▸ **Short task**:
Quote every one of the lines below word for word, leaving each unchanged.

=======

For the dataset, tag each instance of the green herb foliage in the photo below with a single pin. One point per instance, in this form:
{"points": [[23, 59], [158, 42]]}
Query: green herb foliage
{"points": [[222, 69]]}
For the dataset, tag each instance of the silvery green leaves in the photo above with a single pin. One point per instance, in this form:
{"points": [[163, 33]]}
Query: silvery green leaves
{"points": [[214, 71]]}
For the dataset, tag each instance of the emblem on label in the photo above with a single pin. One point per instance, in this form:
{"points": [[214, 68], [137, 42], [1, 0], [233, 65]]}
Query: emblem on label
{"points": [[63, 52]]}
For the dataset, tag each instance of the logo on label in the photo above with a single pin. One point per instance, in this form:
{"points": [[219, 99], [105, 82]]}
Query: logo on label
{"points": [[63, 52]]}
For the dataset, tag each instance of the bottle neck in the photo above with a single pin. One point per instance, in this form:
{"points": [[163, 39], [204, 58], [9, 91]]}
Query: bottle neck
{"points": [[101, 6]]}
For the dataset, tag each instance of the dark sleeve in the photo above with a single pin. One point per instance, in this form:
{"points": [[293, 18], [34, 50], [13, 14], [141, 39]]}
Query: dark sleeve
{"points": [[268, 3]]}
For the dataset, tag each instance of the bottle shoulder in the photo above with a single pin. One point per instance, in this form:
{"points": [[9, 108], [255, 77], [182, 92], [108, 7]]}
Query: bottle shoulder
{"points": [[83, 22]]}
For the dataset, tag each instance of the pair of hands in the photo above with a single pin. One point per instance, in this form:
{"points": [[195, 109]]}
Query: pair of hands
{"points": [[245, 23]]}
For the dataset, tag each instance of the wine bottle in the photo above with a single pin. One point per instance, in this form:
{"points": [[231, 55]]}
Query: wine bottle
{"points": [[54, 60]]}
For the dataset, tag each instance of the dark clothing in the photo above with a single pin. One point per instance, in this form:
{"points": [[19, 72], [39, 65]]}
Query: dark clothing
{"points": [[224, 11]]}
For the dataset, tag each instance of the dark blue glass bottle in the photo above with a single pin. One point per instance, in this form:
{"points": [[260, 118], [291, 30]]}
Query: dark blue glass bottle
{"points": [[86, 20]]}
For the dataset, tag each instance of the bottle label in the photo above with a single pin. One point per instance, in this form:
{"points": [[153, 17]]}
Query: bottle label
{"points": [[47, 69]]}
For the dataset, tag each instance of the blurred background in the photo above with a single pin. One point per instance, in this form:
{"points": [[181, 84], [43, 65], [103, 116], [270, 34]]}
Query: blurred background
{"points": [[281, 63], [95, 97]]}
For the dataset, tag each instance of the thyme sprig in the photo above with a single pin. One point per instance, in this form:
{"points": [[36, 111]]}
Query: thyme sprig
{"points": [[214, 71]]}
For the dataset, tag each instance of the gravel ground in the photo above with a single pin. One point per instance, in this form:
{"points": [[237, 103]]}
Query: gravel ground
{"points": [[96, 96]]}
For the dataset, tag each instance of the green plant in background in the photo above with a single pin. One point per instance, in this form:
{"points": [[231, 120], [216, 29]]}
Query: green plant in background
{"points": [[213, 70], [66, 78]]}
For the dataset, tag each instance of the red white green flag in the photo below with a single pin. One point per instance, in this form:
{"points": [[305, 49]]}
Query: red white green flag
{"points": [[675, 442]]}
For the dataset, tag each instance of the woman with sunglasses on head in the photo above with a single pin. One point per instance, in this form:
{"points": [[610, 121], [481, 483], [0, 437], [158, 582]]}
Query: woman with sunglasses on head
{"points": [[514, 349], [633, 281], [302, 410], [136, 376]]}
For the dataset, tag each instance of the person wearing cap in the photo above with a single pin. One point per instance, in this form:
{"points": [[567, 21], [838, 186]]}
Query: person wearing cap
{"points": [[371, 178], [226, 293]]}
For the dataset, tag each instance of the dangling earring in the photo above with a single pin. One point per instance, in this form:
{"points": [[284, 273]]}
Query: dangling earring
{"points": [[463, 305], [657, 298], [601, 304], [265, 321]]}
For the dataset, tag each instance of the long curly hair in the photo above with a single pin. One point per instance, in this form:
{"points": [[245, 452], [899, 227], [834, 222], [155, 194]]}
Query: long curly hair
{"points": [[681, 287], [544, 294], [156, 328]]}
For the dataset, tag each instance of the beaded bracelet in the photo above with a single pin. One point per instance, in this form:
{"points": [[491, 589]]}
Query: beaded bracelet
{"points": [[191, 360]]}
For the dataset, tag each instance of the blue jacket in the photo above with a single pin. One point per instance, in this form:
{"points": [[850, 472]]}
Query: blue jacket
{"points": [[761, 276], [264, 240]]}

=======

▸ **Solution**:
For the dataset, tag each instance of the green herb foliage in the photo below with a single pin. One point per instance, in this form:
{"points": [[23, 59], [158, 42]]}
Query: green herb foliage
{"points": [[222, 69]]}
For the dataset, tag each instance of the silvery green leaves in the photo above with a single pin. One point per instance, in this form:
{"points": [[163, 33]]}
Query: silvery green leaves
{"points": [[214, 71]]}
For the dataset, tag each instance of the emblem on label in the photo above with a single pin. One point per instance, in this form:
{"points": [[214, 68], [137, 42], [1, 0], [233, 65]]}
Query: emblem on label
{"points": [[63, 52]]}
For the dataset, tag each instance of the logo on label in the photo above with a single pin. One point per instance, in this form:
{"points": [[219, 99], [105, 82]]}
Query: logo on label
{"points": [[63, 52]]}
For the dataset, tag each instance of the bottle neck in the photo above with a single pin. One point per instance, in this form:
{"points": [[163, 39], [204, 58], [9, 91]]}
Query: bottle neck
{"points": [[101, 6]]}
For the dataset, tag each instance of the dark sleeve in the photo above with a single pin. One point per instance, in this form:
{"points": [[293, 18], [34, 50], [13, 14], [141, 39]]}
Query: dark sleeve
{"points": [[268, 3]]}
For the dataset, tag each instance of the bottle shoulder in the photo above with a single pin. One point per instance, in this form:
{"points": [[9, 108], [255, 77], [182, 92], [108, 7]]}
Query: bottle shoulder
{"points": [[83, 22]]}
For the dataset, tag each instance of the pair of hands in the photo above with a single pin. One point per instance, in this form:
{"points": [[195, 109]]}
Query: pair of hands
{"points": [[245, 23]]}
For the dataset, tag each instance of the wine bottle in the photo above with a single pin. One point per instance, in this form:
{"points": [[231, 55]]}
Query: wine bottle
{"points": [[54, 60]]}
For the dataset, tag each instance of the dark clothing in the photo above with a single pin. One point per instance, in this form:
{"points": [[19, 72], [39, 65]]}
Query: dark clothing
{"points": [[224, 11]]}
For the dataset, tag each instance of the dark blue glass bottle in the photo above with a single pin. One point per instance, in this form:
{"points": [[260, 118], [291, 30]]}
Query: dark blue glass bottle
{"points": [[86, 20]]}
For the dataset, tag each instance of the bottle label in the photo above with a single pin. One point per instance, in this form:
{"points": [[153, 17]]}
Query: bottle label
{"points": [[47, 69]]}
For the dataset, tag each instance of the blurred background in the photo above with a single pin. One point per instance, in this form:
{"points": [[181, 84], [43, 65], [103, 116], [270, 34]]}
Query: blurred background
{"points": [[281, 63], [95, 97]]}
For the dataset, tag each instance of the thyme sprig in the photo above with a single pin. One point per instance, in this form:
{"points": [[36, 111]]}
Query: thyme sprig
{"points": [[214, 71]]}
For the dataset, tag each instance of the gravel ground in the photo above with a single pin. One point per instance, in this form:
{"points": [[237, 103]]}
Query: gravel ground
{"points": [[96, 96]]}
For the dataset, tag each instance of the green plant in background in the photo above with a single pin. One point per instance, in this form:
{"points": [[231, 120], [216, 29]]}
Query: green plant in background
{"points": [[213, 70], [66, 78]]}
For the dataset, tag each instance of the red white green flag in the photo below with a single pin. One point per instance, in this form:
{"points": [[305, 49]]}
Query: red white green flag
{"points": [[675, 442]]}
For the dataset, tag each instance of the woman with sunglasses on head in the photo above with a single pin. One point per instance, in this form:
{"points": [[610, 121], [481, 483], [0, 437], [158, 582]]}
Query: woman with sunglasses on head
{"points": [[514, 349], [633, 281], [302, 410], [136, 376]]}
For the dataset, tag each instance of the person wearing cap in the photo above with a single pin. One point per instance, in this form:
{"points": [[567, 21], [838, 186]]}
Query: person wearing cap
{"points": [[371, 178], [226, 293]]}
For the dataset, tag each instance of the dangling earring in the photo above with a single pin. One point per instance, in this form:
{"points": [[284, 273]]}
Query: dangling earring
{"points": [[463, 305], [657, 298], [601, 304], [265, 321]]}
For the dataset, tag each instance of the long curly hair in the photo above with a single pin. One point per instance, in this form:
{"points": [[245, 452], [899, 227], [834, 222], [155, 194]]}
Query: long curly hair
{"points": [[681, 287], [544, 294], [156, 328]]}
For the dataset, tag each instance of the beaded bracelet in the photo above with a single pin. One point per instance, in this form:
{"points": [[491, 589]]}
Query: beaded bracelet
{"points": [[191, 360]]}
For the dataset, tag each instance of the blue jacket in the photo above with a single pin. One point per instance, in this form:
{"points": [[850, 472]]}
Query: blue jacket
{"points": [[761, 276], [264, 240]]}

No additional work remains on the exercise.